▶ How to complete this task
Please restate the entire listing verbatim.

▶ Data for this exercise
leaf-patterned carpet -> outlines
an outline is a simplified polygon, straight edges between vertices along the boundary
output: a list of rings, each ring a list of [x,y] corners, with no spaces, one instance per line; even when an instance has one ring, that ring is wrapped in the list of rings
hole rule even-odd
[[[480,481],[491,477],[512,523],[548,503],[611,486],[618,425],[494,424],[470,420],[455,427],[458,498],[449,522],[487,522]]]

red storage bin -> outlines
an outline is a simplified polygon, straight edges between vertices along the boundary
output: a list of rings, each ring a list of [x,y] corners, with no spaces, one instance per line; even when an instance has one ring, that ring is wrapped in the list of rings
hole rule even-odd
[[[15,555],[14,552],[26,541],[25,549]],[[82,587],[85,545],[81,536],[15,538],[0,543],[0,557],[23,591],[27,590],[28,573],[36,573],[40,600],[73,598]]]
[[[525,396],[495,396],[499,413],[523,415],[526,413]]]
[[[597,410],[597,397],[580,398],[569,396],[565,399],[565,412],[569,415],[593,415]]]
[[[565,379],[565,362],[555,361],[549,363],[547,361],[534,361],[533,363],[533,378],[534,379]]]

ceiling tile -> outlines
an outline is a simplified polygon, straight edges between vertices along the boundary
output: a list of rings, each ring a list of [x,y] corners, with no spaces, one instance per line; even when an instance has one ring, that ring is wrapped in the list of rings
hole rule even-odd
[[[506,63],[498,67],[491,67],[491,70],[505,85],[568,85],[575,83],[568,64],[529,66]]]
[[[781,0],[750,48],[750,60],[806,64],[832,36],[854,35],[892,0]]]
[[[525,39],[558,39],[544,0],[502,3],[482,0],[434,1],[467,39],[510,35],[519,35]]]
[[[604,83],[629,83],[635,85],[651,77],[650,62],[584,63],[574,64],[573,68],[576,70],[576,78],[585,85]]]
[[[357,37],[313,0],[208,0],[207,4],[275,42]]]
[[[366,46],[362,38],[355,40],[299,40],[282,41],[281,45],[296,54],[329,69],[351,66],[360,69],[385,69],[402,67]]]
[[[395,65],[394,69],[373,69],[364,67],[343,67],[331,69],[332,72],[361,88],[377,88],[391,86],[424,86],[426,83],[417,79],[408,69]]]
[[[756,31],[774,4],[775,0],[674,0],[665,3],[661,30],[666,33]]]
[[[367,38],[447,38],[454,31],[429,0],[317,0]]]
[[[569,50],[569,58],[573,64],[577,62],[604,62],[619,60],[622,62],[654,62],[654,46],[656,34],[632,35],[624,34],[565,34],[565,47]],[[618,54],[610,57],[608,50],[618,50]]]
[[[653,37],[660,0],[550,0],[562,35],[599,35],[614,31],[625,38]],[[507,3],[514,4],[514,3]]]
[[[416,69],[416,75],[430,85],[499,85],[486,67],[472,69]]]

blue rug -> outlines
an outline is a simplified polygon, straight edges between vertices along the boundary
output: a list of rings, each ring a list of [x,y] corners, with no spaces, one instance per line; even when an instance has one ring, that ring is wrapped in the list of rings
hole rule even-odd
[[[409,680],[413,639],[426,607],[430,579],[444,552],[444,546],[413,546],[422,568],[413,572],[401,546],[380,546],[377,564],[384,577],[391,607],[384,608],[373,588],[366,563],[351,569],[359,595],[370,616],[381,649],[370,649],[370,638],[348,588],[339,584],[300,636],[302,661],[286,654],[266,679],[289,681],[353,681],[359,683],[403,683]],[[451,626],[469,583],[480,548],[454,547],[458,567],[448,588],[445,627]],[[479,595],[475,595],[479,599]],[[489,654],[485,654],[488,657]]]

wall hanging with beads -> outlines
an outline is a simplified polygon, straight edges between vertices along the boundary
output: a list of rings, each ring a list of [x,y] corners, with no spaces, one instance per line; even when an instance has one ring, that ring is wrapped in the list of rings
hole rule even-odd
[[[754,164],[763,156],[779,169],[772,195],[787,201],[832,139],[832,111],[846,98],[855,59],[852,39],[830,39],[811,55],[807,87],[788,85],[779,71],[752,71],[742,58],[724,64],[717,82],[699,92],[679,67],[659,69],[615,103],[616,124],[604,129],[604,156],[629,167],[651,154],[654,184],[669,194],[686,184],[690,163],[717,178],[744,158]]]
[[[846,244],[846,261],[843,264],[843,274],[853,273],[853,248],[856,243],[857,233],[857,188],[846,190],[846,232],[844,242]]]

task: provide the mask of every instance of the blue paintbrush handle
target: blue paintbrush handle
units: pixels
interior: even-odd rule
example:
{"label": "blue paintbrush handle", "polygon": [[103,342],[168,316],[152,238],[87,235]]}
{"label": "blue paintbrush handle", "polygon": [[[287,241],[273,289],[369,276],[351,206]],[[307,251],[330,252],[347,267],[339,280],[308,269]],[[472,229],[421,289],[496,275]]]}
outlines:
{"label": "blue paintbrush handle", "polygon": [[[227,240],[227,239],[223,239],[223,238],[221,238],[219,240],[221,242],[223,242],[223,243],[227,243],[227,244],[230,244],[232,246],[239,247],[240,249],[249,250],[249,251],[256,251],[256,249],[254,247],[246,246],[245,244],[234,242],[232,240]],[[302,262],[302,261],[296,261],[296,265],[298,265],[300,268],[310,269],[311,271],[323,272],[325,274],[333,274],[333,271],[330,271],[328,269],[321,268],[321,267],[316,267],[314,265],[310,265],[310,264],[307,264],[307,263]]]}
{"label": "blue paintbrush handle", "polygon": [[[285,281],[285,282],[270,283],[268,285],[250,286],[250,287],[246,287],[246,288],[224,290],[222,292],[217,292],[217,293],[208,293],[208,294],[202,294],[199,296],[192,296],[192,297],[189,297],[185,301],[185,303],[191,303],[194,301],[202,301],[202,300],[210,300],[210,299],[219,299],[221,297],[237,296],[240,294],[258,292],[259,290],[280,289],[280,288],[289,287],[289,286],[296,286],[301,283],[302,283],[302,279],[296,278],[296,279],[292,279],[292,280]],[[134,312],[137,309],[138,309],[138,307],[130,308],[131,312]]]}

▶ Reply
leaf-patterned carpet -> outlines
an outline is a simplified polygon, straight edges between vertices along the boundary
output: a list of rings, each ring a list of [x,y] corners, with no spaces, one instance per line; even when an instance has one ring, that ring is wrapped in the list of rings
hole rule even-odd
[[[480,481],[491,477],[512,523],[548,503],[611,486],[618,425],[494,424],[470,420],[455,427],[458,498],[449,522],[487,522]]]

red storage bin -> outlines
an outline is a simplified polygon, straight edges between vertices along the boundary
output: a list of rings, each ring a list of [x,y] corners, with no spaces, one instance per line; even when an instance has one ring, that ring is wrapped in the list of rings
hole rule even-odd
[[[15,555],[14,552],[26,541],[25,549]],[[82,587],[85,545],[81,536],[15,538],[0,543],[0,557],[23,591],[27,590],[28,573],[36,573],[40,600],[73,598]]]
[[[525,396],[495,396],[499,413],[523,415],[526,413]]]
[[[597,410],[597,397],[580,398],[569,396],[565,399],[565,412],[569,415],[593,415]]]
[[[565,379],[565,362],[555,361],[549,363],[547,361],[534,361],[533,363],[533,378],[534,379]]]

ceiling tile -> outlines
an outline is a simplified polygon, straight edges between vertices along the boundary
output: a list of rings, each ring a list of [x,y] corners, with no spaces, one instance per line; even when an instance has one ring, that ring is wrapped in the list of rings
hole rule even-odd
[[[506,63],[498,67],[491,67],[491,70],[505,85],[568,85],[575,83],[568,64],[529,66]]]
[[[781,0],[750,48],[750,60],[806,64],[832,36],[854,35],[892,0]]]
[[[525,39],[558,39],[544,0],[502,3],[482,0],[434,1],[467,39],[510,35],[519,35]]]
[[[604,83],[629,83],[635,85],[651,77],[650,62],[584,63],[574,64],[573,68],[576,70],[576,78],[585,85]]]
[[[357,37],[313,0],[208,0],[207,4],[275,42]]]
[[[366,46],[362,38],[355,40],[299,40],[282,41],[281,45],[296,54],[329,69],[351,66],[360,69],[385,69],[402,67]]]
[[[395,65],[394,69],[373,69],[364,67],[343,67],[331,69],[332,72],[361,88],[377,88],[391,86],[424,86],[426,83],[417,79],[408,69]]]
[[[756,31],[774,4],[775,0],[674,0],[665,3],[661,30],[666,33]]]
[[[367,38],[447,38],[454,31],[429,0],[317,0]]]
[[[569,50],[569,58],[573,64],[577,62],[604,62],[619,60],[622,62],[654,62],[654,46],[656,34],[632,35],[624,34],[565,34],[565,47]],[[618,54],[610,57],[608,50],[618,50]]]
[[[653,37],[660,0],[550,0],[562,35],[599,35],[614,31],[625,38]],[[507,3],[514,4],[514,3]]]
[[[416,69],[416,75],[430,85],[499,85],[486,67],[472,69]]]

blue rug -> outlines
an outline is a simplified polygon, straight edges between vertices along the boundary
output: a list of rings, each ring a list of [x,y] corners, with no spaces, one instance per line; even when an instance has one ring, that ring is wrapped in the list of rings
hole rule even-odd
[[[409,680],[413,639],[426,607],[430,579],[444,552],[444,546],[413,546],[422,568],[413,572],[401,546],[380,546],[377,564],[384,577],[391,607],[384,608],[373,588],[366,563],[351,569],[359,595],[370,616],[381,649],[370,649],[370,638],[348,588],[339,584],[300,636],[302,661],[286,654],[266,679],[289,681],[353,681],[359,683],[403,683]],[[451,626],[469,583],[480,548],[454,547],[458,567],[448,588],[445,627]],[[479,595],[475,595],[479,599]],[[489,654],[485,654],[488,657]]]

wall hanging with beads -> outlines
an outline is a simplified polygon, straight edges between vertices along the boundary
output: a list of rings, each ring a list of [x,y] corners, with no spaces, one instance per line; even when an instance has one ring, that ring is wrapped in the list of rings
hole rule even-odd
[[[754,164],[763,156],[779,169],[772,195],[787,201],[832,139],[832,111],[846,98],[855,59],[852,39],[830,39],[811,55],[807,87],[788,85],[779,71],[752,71],[742,58],[724,64],[717,82],[699,92],[679,67],[659,69],[615,103],[616,124],[604,129],[604,156],[629,167],[651,154],[654,184],[669,194],[686,184],[690,163],[717,178],[744,158]]]
[[[846,244],[846,261],[843,264],[843,274],[853,273],[853,248],[856,243],[857,233],[857,188],[846,190],[846,232],[844,242]]]

task: provide the mask of every instance of the blue paintbrush handle
target: blue paintbrush handle
units: pixels
interior: even-odd rule
example:
{"label": "blue paintbrush handle", "polygon": [[103,342],[168,316],[152,238],[87,235]]}
{"label": "blue paintbrush handle", "polygon": [[[287,241],[273,289],[369,276],[351,206]],[[307,251],[330,252],[347,267],[339,280],[308,269]],[[472,229],[421,289],[496,275]]]}
outlines:
{"label": "blue paintbrush handle", "polygon": [[[227,240],[227,239],[223,239],[223,238],[221,238],[219,240],[221,242],[223,242],[223,243],[227,243],[227,244],[230,244],[232,246],[239,247],[240,249],[249,250],[249,251],[256,251],[256,249],[254,247],[246,246],[245,244],[234,242],[232,240]],[[302,262],[302,261],[296,261],[296,265],[298,265],[300,268],[310,269],[311,271],[323,272],[325,274],[333,274],[333,271],[330,271],[328,269],[321,268],[321,267],[316,267],[314,265],[310,265],[310,264],[307,264],[307,263]]]}
{"label": "blue paintbrush handle", "polygon": [[[285,281],[285,282],[270,283],[268,285],[250,286],[250,287],[246,287],[246,288],[224,290],[222,292],[217,292],[217,293],[208,293],[208,294],[202,294],[199,296],[192,296],[192,297],[189,297],[185,301],[185,303],[191,303],[194,301],[202,301],[202,300],[210,300],[210,299],[219,299],[221,297],[237,296],[240,294],[258,292],[259,290],[280,289],[280,288],[289,287],[289,286],[296,286],[301,283],[302,283],[302,279],[296,278],[296,279],[292,279],[292,280]],[[134,312],[137,309],[138,309],[138,307],[130,308],[131,312]]]}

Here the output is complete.